**Written task**
Convert the lines of the records starting at the line containing "Segmentation: each <instance>" and ending at the line containing "negative clicks: (142, 255)" into a JSON list of strings, one string per line, with blank lines omitted.

━━━━━ Listed records ━━━━━

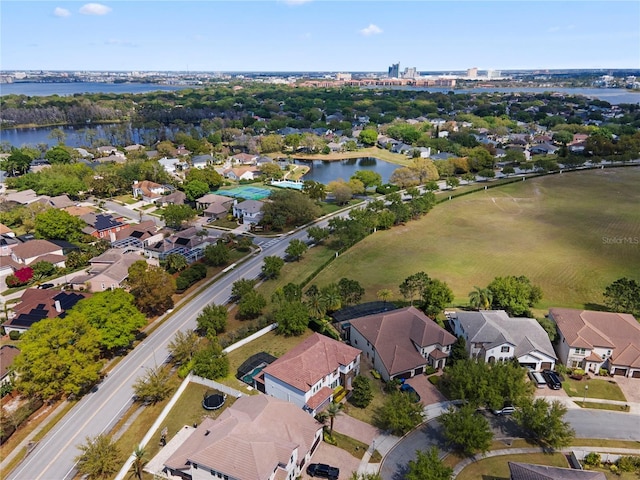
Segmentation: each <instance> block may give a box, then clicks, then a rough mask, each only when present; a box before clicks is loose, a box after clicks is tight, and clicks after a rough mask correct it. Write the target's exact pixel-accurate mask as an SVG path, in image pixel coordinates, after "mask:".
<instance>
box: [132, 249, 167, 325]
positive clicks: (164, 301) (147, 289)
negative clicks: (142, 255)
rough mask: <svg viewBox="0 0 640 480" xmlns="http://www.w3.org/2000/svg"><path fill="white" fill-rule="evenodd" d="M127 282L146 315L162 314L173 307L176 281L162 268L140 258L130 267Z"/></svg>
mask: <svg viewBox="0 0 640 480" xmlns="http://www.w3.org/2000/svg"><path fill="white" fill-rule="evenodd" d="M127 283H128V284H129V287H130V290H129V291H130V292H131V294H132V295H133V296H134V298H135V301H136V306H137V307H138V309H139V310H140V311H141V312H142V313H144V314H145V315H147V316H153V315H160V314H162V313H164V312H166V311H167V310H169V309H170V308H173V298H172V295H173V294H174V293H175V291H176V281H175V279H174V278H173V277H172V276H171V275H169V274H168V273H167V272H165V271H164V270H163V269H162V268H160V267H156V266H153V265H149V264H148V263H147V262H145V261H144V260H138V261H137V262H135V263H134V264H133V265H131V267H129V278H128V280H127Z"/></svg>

━━━━━
━━━━━ Listed records ━━━━━

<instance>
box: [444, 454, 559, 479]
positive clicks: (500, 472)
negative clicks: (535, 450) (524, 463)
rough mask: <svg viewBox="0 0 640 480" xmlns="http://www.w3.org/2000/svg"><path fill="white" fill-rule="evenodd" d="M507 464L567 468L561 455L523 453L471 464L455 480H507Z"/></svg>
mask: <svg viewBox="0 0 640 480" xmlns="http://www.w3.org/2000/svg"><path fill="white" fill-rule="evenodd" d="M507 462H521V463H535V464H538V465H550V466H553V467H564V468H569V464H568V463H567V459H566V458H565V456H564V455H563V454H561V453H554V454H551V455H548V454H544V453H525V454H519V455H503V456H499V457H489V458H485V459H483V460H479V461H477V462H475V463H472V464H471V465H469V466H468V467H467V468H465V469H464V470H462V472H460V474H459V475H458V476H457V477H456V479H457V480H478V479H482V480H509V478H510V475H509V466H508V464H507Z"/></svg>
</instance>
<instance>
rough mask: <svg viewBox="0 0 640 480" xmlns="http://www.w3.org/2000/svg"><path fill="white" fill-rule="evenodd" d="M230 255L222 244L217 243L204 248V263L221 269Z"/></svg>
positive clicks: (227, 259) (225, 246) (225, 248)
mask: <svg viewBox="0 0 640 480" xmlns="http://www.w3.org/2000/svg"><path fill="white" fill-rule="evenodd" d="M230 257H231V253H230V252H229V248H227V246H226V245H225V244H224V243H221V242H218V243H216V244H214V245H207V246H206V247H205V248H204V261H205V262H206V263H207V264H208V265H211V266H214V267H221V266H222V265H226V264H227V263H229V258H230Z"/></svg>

━━━━━

**Output of the task**
[
  "Segmentation: each <instance> block may give a box, then clicks, then a rough mask, each only when present; a box before clicks is loose, a box after clicks is tight, and clicks after a rough mask correct it. Write the target's exact pixel-accurate mask as an SVG path, in image pixel coordinates, after \"mask:\".",
  "<instance>",
  "box: [132, 249, 167, 325]",
  "positive clicks: (164, 301) (147, 289)",
  "negative clicks: (142, 255)"
]